## PROVIDED TEXT:
>>>>>

2000 Audi A6 4.2 quattro

The A6 4.2 quattro falls into an unappreciated middle ground of typically unappreciated Audis. Unappreciated, that is, for everyone outside of the Vier Ringe, because the C5 has gone down as one of the most devoted fanbase Audi models I can remember, perhaps rivaled only by the B5. But while the cheap speed of the B5 attracted the Volkswagen and BMW crowd, the C5 fans seem to be more traditional Audi folk; offbeat, eclectic and fiercely loyal to their particular model.

Perhaps one of the reasons that the 4.2 gets so thoroughly overlooked by the market in general is due to the depth of the C5 lineup. On the performance end, you had the cool S6 Avant and the outrageous twin-turbocharged RS6. On the practicality end, the standard A6 2.8 and 3.0 models provided Mercedes-Benz like quality and adequate stateliness in both sedan and Avant bodylines. Outdoor adventures and tech-geeks loved the Allroad, which could be had with either a twin-turbocharged 6-speed or the subdued and upscale silky smooth 4.2 V8. And finally, for secret performance lovers, the twin-turbo’d V6 could be mated in narrow-body sedan with a 6-speed manual in the A6 2.7T quattro.

<<<<<

## EXTRACTED MATERIAL:

>>>>>

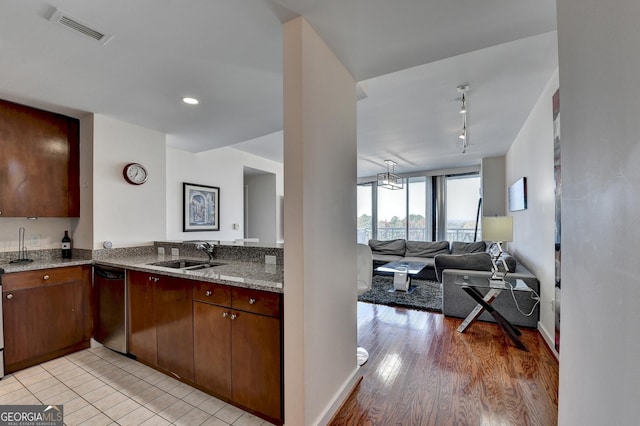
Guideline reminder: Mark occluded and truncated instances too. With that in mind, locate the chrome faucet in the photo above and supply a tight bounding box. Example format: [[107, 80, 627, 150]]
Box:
[[196, 241, 216, 261]]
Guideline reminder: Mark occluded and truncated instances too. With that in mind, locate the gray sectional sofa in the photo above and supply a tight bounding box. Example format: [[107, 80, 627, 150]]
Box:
[[369, 239, 491, 281], [369, 240, 540, 328]]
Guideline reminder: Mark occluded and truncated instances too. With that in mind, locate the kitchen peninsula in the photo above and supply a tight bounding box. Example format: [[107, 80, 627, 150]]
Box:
[[0, 241, 284, 424]]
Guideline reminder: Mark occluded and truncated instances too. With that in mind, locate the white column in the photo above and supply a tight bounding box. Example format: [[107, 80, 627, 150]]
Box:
[[283, 18, 357, 425], [557, 0, 640, 426]]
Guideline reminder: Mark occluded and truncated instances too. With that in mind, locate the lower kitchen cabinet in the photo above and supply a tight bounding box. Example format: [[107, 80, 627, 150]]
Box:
[[2, 266, 93, 373], [231, 311, 282, 419], [127, 271, 194, 381], [193, 301, 231, 399], [193, 283, 282, 424]]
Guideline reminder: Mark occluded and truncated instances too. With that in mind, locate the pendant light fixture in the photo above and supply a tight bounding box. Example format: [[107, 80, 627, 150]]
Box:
[[378, 160, 404, 189]]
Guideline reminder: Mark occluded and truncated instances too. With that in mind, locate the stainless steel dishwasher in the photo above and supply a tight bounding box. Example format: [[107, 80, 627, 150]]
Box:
[[93, 265, 129, 354]]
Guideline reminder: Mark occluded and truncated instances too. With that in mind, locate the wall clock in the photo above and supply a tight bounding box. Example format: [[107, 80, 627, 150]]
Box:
[[122, 163, 149, 185]]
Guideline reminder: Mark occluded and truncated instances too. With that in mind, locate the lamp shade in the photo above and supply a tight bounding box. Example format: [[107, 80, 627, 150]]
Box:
[[482, 216, 513, 242]]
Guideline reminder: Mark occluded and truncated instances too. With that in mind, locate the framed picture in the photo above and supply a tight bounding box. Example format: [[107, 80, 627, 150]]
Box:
[[182, 182, 220, 232]]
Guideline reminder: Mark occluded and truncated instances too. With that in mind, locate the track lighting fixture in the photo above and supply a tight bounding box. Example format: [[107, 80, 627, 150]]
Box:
[[458, 84, 469, 154]]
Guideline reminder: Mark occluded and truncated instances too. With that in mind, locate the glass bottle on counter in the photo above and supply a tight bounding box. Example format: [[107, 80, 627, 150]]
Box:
[[62, 231, 71, 259]]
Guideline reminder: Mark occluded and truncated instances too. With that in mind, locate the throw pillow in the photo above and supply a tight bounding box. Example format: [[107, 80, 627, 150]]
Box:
[[451, 241, 487, 254], [405, 241, 449, 257]]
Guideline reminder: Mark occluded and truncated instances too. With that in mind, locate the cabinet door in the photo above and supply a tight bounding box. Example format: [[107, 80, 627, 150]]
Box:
[[127, 271, 158, 365], [231, 310, 282, 419], [155, 276, 193, 380], [193, 301, 231, 399], [0, 100, 80, 217], [2, 281, 85, 371]]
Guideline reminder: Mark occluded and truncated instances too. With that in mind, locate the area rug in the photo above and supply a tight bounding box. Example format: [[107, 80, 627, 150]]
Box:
[[358, 275, 442, 312]]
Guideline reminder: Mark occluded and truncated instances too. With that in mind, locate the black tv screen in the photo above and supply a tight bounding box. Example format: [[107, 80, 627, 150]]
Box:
[[509, 177, 527, 212]]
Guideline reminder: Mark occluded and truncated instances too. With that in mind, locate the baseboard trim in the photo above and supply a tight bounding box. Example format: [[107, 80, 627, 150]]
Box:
[[313, 367, 364, 426], [538, 321, 560, 361]]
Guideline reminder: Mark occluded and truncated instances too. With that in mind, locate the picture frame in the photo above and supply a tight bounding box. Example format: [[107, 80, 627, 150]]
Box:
[[182, 182, 220, 232]]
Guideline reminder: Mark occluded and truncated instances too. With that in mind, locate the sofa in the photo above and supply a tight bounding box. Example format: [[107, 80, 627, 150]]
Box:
[[369, 239, 540, 328], [369, 239, 487, 281]]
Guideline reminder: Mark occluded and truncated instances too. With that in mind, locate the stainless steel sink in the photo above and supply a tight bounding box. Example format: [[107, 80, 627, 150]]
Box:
[[147, 260, 224, 271]]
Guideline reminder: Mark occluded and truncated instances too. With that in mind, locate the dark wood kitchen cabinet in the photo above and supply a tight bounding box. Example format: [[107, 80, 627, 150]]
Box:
[[0, 100, 80, 217], [2, 266, 93, 373], [127, 271, 194, 381], [193, 283, 283, 424]]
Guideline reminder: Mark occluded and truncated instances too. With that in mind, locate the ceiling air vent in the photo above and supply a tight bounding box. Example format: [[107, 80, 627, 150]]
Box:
[[49, 9, 113, 44]]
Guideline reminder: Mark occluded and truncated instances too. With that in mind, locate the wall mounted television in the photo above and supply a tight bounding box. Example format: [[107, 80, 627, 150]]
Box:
[[509, 177, 527, 212]]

<<<<<

## TASK LIST:
1. Summarize the Audi A6 4.2 quattro passage in two sentences.
2. Restate the Audi A6 4.2 quattro passage from "2000 Audi A6" down to "their particular model.", substituting "intensely" for "fiercely".
3. In the Audi A6 4.2 quattro passage, which C5 model paired the twin-turbo V6 with a 6-speed manual in a narrow-body sedan?

## COMPLETED EXERCISE:
1. The A6 4.2 quattro sits in an unappreciated middle ground among Audis, even though the C5 generation has a devoted fanbase of traditional, fiercely loyal Audi enthusiasts. One possible reason the 4.2 is overlooked is the depth of the C5 lineup, which also included the S6 Avant, RS6, A6 2.8 and 3.0, Allroad, and A6 2.7T quattro.

2.
2000 Audi A6 4.2 quattro

The A6 4.2 quattro falls into an unappreciated middle ground of typically unappreciated Audis. Unappreciated, that is, for everyone outside of the Vier Ringe, because the C5 has gone down as one of the most devoted fanbase Audi models I can remember, perhaps rivaled only by the B5. But while the cheap speed of the B5 attracted the Volkswagen and BMW crowd, the C5 fans seem to be more traditional Audi folk; offbeat, eclectic and intensely loyal to their particular model.

3. The A6 2.7T quattro.